** Begin INPUT RECORDS **
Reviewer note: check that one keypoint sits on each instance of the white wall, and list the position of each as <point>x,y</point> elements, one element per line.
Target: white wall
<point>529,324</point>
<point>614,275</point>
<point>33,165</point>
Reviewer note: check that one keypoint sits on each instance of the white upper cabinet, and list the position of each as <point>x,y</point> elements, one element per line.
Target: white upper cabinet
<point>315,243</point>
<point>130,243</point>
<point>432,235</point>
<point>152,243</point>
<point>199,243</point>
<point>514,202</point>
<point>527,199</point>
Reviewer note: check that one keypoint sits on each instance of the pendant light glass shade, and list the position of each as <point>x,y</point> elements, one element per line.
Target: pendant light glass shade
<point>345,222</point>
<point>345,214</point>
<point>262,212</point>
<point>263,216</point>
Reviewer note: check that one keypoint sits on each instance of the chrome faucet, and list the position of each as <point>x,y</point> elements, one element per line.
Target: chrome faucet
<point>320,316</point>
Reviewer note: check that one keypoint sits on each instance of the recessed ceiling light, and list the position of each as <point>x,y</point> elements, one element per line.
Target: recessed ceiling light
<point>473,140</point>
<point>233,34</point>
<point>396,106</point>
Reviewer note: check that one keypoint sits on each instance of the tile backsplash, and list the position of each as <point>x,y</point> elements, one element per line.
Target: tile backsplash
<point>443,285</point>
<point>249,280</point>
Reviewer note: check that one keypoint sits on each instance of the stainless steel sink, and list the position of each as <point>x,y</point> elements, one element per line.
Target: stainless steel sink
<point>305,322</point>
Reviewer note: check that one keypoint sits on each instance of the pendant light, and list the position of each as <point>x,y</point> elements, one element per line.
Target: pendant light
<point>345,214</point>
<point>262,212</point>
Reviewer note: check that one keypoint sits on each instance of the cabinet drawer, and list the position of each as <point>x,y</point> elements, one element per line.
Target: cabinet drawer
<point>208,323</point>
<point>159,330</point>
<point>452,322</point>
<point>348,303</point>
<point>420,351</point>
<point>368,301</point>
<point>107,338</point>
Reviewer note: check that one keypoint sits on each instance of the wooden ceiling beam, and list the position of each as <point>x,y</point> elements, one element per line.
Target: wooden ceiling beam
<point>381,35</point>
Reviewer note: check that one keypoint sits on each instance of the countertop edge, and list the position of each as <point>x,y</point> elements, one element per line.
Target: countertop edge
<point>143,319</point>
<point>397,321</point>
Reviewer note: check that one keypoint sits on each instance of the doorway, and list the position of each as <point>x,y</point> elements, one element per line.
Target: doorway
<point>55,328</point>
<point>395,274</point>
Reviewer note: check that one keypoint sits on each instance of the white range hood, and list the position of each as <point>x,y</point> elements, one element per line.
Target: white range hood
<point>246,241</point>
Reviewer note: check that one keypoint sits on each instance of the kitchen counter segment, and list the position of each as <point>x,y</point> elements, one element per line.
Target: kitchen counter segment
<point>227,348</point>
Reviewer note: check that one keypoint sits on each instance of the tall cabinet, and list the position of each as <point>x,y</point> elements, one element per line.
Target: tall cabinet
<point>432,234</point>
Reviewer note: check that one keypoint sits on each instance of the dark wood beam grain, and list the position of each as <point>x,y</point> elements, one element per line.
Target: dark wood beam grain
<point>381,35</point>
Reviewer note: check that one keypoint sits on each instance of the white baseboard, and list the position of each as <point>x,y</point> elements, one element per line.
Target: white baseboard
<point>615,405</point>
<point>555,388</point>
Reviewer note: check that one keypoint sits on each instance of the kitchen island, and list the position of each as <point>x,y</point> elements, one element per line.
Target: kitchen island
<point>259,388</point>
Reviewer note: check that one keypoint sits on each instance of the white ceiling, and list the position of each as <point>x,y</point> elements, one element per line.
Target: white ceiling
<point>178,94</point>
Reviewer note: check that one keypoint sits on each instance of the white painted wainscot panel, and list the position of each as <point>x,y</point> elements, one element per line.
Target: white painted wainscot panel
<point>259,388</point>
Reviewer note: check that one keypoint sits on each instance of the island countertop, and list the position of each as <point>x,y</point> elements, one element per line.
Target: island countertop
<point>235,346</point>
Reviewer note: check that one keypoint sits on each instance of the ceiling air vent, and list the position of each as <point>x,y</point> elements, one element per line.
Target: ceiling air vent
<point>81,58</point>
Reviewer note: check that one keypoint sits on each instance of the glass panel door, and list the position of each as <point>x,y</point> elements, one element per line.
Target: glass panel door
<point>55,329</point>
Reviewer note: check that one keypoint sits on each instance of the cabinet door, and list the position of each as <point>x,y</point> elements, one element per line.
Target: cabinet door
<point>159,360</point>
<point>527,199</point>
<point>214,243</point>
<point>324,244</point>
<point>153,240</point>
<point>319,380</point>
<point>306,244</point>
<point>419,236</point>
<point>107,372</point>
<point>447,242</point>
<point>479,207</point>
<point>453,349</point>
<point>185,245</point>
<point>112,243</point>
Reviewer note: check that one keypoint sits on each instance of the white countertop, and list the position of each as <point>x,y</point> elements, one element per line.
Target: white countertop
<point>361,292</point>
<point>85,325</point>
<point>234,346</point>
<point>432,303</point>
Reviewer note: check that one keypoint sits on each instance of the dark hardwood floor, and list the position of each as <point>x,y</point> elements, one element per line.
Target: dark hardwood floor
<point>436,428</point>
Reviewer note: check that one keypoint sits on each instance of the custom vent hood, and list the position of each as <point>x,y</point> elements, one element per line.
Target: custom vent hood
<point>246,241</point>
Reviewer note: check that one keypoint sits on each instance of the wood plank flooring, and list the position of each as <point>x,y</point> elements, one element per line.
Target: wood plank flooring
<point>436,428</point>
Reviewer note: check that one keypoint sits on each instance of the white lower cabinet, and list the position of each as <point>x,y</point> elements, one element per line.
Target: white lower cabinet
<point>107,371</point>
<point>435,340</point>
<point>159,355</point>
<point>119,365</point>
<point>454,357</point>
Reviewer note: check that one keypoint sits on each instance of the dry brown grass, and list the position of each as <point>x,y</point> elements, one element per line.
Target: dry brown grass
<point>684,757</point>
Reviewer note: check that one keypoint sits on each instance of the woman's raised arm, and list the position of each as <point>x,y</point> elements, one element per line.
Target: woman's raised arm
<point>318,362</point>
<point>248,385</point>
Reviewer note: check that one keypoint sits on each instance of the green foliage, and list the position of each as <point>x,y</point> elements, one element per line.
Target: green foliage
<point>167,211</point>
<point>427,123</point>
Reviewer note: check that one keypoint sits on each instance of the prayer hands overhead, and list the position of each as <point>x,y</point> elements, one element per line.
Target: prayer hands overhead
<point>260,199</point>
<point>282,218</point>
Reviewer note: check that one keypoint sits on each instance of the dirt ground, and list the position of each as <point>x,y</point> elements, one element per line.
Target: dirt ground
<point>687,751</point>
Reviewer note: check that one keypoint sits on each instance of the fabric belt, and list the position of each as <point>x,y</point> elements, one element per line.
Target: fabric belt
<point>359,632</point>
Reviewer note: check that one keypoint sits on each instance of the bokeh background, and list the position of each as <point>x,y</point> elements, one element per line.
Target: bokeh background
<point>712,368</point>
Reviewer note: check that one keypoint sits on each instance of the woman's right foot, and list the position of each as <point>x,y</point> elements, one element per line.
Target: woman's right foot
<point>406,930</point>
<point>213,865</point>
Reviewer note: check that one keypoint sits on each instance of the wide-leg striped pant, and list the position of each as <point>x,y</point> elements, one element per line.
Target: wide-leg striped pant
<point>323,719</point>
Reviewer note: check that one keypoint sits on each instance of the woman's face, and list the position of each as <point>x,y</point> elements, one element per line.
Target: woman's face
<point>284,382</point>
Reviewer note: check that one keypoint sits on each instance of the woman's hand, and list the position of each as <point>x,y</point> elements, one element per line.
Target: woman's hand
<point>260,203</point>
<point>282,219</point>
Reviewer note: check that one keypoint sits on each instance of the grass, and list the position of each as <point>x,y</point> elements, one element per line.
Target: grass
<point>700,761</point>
** End INPUT RECORDS **
PROBLEM TO SOLVE: Return every line from the one holding "of the dirt" through the end of the data, exactly as it appears, with both ends kept and nothing else.

TASK OUTPUT:
Reviewer note: check that one keypoint sits on each instance of the dirt ground, and list the position of each as <point>x,y</point> elements, one element per line.
Target: dirt ground
<point>687,751</point>
Reviewer note: check that one keypoint sits on each instance of the fabric belt, and list the position of each as <point>x,y</point> elements, one element per line.
Target: fabric belt
<point>359,632</point>
Reviewer note: check that one keypoint sits on each instance of the bokeh background, and list the position of each as <point>x,y</point> elements, one element per line.
Target: bokeh background
<point>712,368</point>
Reviewer note: check that one keypoint sits on each instance of the woman's right foot, and list the position of each as <point>x,y</point> elements, one element per line.
Target: woman's right foot
<point>406,930</point>
<point>213,865</point>
Reviewer note: check that one keypoint sits on each instance of the wide-leg striped pant, and list the position of each as <point>x,y</point> elements, one element per line.
Target: wide-leg striped pant
<point>323,719</point>
Reviewer note: check that one keypoint sits on each instance of the woman's face, and list the position of each as <point>x,y</point> elements, one element per line.
Target: woman's face
<point>284,382</point>
Reviewer note: check that one keypoint sits on each instance of the woman's hand, and list the position of each as <point>x,y</point> elements, one element per line.
Target: woman's hand
<point>260,203</point>
<point>282,219</point>
Reviewer note: check that one keypoint sits on each instance of the grass, and list the position of each as <point>x,y</point> elements, one element per line.
Target: grass
<point>700,761</point>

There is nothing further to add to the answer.